What is needed is an exact copy of the entries below, from the line that contains "Each instance of the black" through the final line, both included, and nothing else.
- - - - - - -
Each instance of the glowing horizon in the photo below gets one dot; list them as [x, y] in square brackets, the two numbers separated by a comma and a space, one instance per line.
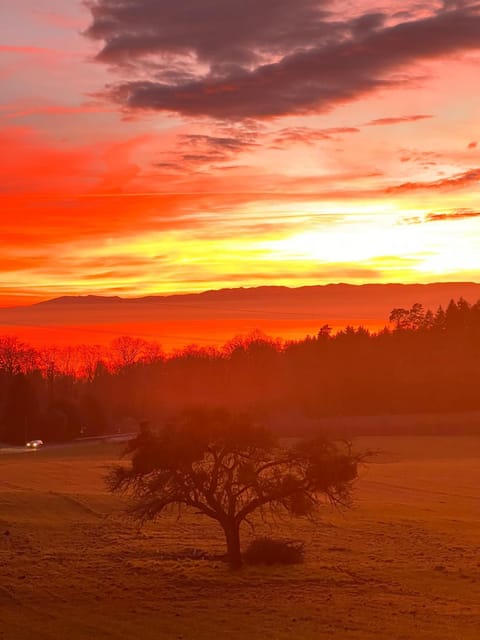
[336, 145]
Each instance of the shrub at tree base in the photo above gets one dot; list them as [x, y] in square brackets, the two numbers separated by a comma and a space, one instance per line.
[226, 468]
[270, 551]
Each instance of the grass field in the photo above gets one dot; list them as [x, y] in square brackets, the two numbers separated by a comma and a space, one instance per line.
[404, 563]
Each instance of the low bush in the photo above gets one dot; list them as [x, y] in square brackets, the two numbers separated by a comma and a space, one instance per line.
[270, 551]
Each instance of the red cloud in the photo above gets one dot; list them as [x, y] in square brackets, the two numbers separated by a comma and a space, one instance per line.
[264, 60]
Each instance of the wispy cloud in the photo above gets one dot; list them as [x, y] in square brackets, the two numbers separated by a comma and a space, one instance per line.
[237, 61]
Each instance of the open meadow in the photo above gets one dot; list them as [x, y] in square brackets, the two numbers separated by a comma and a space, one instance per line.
[404, 563]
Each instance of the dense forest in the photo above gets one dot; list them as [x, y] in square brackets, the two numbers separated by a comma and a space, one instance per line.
[423, 361]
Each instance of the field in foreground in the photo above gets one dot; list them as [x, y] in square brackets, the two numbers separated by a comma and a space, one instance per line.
[403, 563]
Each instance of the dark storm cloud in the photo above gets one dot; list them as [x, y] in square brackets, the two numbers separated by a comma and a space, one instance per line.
[249, 59]
[459, 181]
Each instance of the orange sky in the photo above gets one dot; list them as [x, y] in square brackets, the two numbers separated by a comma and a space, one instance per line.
[167, 147]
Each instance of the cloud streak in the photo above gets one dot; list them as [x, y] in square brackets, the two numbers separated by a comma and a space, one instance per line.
[284, 63]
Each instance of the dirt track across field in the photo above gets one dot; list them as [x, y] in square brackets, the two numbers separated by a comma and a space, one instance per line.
[403, 564]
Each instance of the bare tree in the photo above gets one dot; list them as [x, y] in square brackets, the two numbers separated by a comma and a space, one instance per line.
[226, 468]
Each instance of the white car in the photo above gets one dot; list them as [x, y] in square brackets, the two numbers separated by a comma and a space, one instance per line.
[34, 444]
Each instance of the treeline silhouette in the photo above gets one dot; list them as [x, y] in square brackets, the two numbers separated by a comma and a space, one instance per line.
[423, 362]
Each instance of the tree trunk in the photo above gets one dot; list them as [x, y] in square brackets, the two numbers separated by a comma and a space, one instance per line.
[232, 536]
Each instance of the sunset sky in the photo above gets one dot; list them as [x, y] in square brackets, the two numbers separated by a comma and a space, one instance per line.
[156, 146]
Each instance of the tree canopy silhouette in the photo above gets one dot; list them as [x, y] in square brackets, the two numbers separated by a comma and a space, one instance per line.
[225, 467]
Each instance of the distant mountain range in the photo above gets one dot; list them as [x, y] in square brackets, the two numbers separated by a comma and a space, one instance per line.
[212, 317]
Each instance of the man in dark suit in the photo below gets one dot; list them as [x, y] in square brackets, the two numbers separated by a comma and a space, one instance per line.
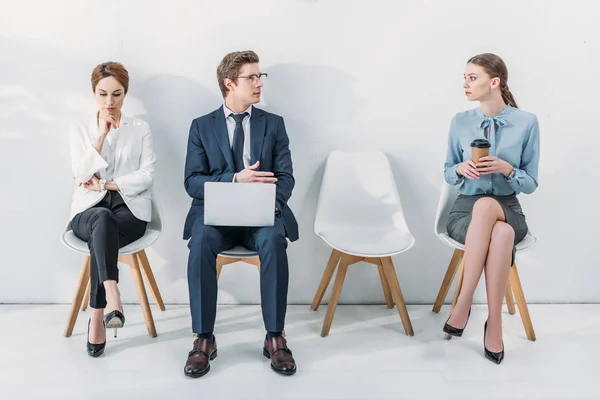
[239, 143]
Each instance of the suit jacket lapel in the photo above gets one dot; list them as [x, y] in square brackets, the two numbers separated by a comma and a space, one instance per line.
[220, 131]
[122, 139]
[257, 134]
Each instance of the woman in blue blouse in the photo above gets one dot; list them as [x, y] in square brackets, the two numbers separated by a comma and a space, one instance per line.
[487, 216]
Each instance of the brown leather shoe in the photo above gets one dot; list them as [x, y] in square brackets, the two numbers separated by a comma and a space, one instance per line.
[281, 357]
[198, 362]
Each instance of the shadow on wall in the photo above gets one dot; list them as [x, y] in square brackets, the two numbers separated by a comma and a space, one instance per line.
[171, 103]
[322, 113]
[321, 110]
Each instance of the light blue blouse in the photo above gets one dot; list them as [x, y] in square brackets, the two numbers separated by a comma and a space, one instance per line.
[517, 141]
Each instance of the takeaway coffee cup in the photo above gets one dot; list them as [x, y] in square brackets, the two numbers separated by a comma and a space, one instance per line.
[479, 148]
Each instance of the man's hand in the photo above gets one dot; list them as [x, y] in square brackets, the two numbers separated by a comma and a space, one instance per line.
[251, 175]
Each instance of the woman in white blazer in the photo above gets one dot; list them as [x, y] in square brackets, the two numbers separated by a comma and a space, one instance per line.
[113, 165]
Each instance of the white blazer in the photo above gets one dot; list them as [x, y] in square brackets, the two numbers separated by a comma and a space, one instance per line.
[133, 169]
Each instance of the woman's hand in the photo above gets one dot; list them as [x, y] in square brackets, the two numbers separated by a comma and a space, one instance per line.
[468, 169]
[92, 184]
[493, 165]
[106, 121]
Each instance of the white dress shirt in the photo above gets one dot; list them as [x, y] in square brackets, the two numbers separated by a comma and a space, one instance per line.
[127, 158]
[231, 129]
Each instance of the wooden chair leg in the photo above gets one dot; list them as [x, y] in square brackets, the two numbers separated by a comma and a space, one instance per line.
[521, 303]
[134, 267]
[461, 275]
[335, 294]
[86, 297]
[392, 278]
[334, 258]
[84, 278]
[510, 301]
[253, 261]
[219, 266]
[387, 293]
[448, 278]
[147, 270]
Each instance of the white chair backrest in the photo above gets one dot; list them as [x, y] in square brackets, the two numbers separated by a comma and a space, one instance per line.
[447, 198]
[156, 218]
[358, 190]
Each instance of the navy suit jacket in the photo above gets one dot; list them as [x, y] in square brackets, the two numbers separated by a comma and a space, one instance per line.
[209, 159]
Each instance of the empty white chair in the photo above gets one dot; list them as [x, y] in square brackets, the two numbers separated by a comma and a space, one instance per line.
[134, 255]
[448, 196]
[359, 214]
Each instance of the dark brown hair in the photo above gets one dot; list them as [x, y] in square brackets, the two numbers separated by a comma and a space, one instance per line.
[117, 70]
[231, 66]
[495, 67]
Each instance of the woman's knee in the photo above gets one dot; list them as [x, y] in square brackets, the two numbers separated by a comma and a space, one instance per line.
[486, 208]
[104, 217]
[503, 232]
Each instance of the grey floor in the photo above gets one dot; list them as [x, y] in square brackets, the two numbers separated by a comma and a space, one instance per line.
[366, 356]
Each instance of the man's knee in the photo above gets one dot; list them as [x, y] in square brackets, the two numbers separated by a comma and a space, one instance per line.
[205, 238]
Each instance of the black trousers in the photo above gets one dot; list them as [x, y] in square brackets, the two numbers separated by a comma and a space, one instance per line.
[106, 227]
[207, 241]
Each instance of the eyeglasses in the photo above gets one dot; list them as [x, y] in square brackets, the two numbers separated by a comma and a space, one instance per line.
[255, 78]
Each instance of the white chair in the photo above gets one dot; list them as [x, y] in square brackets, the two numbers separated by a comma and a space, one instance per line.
[447, 198]
[134, 255]
[238, 253]
[359, 214]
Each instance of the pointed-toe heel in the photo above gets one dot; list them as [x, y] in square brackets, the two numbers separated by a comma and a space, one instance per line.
- - - - - - -
> RESULT:
Each instance of the black trousers in the photo above gets one dot; list them as [x, y] in square brackets, the two numbers separated by a comma and a space, one instance per line.
[106, 227]
[207, 241]
Each instance of the eyeglasses in the photo above gets one dot; list them as [x, y] in square brackets, the two numbers separated by a comma and a space, one instance per line.
[255, 78]
Each instance of the white chair in the photo above gets one dot; list them as [x, y] in square brackets, the two numbers separated by a comma and a space, one instance per line.
[447, 198]
[134, 255]
[238, 253]
[359, 214]
Each instance of the pointed-toe heel in the photo above gets one dot; list them as [x, y] in square brackets, the two numbers separated by a comma and a space, one instance per line.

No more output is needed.